*** AVAILABLE RECORDS ***

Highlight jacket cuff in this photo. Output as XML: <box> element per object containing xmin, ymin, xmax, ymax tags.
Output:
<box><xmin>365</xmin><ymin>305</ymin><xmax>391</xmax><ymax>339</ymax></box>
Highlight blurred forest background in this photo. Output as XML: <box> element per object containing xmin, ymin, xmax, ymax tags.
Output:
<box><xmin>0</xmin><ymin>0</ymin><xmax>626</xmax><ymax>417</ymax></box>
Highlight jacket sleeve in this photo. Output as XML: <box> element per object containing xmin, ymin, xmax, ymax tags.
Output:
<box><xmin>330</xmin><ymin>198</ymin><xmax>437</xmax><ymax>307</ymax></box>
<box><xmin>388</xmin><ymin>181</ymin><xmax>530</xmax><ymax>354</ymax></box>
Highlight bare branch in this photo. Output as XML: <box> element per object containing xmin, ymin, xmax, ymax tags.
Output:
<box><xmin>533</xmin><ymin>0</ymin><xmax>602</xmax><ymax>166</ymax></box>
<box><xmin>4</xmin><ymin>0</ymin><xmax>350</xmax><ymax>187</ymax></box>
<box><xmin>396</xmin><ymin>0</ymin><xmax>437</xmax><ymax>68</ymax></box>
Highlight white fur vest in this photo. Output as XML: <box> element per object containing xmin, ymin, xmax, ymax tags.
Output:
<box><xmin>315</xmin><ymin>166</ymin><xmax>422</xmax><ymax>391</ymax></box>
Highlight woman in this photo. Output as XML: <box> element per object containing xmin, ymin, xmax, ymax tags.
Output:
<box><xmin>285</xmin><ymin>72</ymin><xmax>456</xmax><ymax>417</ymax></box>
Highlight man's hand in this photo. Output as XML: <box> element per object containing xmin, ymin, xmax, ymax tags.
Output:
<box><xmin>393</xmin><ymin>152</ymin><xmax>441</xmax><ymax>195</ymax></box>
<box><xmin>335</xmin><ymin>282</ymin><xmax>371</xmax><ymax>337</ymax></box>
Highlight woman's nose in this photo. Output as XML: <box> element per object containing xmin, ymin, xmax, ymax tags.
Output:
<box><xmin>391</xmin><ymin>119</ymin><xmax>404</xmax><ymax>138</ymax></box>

***

TASK PROMPT: Reproduce all of the records above word for word, from the first line through the last.

ANSWER TO THE TASK:
Highlight jacket cuff in this photo. Output as XML: <box> element per object containing xmin, ymin, xmax, ymax tags.
Output:
<box><xmin>365</xmin><ymin>305</ymin><xmax>391</xmax><ymax>339</ymax></box>
Highlight blurred forest background in this photo. Output as XML: <box> element per object containing xmin, ymin, xmax, ymax tags.
Output:
<box><xmin>0</xmin><ymin>0</ymin><xmax>626</xmax><ymax>417</ymax></box>
Highlight jacket sleeve in this photo. Output as XML: <box> element per object containing xmin, ymin, xmax, ymax tags.
Output:
<box><xmin>330</xmin><ymin>198</ymin><xmax>437</xmax><ymax>307</ymax></box>
<box><xmin>388</xmin><ymin>181</ymin><xmax>530</xmax><ymax>354</ymax></box>
Highlight bare branch in this photo. Output as XML: <box> element per object containing xmin, ymin, xmax, ymax tags.
Output:
<box><xmin>533</xmin><ymin>0</ymin><xmax>602</xmax><ymax>166</ymax></box>
<box><xmin>4</xmin><ymin>0</ymin><xmax>350</xmax><ymax>187</ymax></box>
<box><xmin>396</xmin><ymin>0</ymin><xmax>437</xmax><ymax>68</ymax></box>
Highlight white fur vest in this photo. Output as XML: <box> element per object containing xmin, ymin, xmax, ymax tags.
Output:
<box><xmin>315</xmin><ymin>166</ymin><xmax>422</xmax><ymax>391</ymax></box>
Highlight woman in this photo. Output as XML: <box> element per object containing xmin, ymin, xmax, ymax tags.
Output:
<box><xmin>285</xmin><ymin>72</ymin><xmax>456</xmax><ymax>417</ymax></box>
Highlight man's hand in this photo. Output as XML: <box> element per object containing xmin, ymin, xmax, ymax tags.
Output:
<box><xmin>393</xmin><ymin>152</ymin><xmax>441</xmax><ymax>195</ymax></box>
<box><xmin>335</xmin><ymin>282</ymin><xmax>371</xmax><ymax>337</ymax></box>
Highlight woman's nose in this photo. Output as XML: <box> element per object containing xmin, ymin, xmax, ymax tags.
Output:
<box><xmin>391</xmin><ymin>119</ymin><xmax>404</xmax><ymax>138</ymax></box>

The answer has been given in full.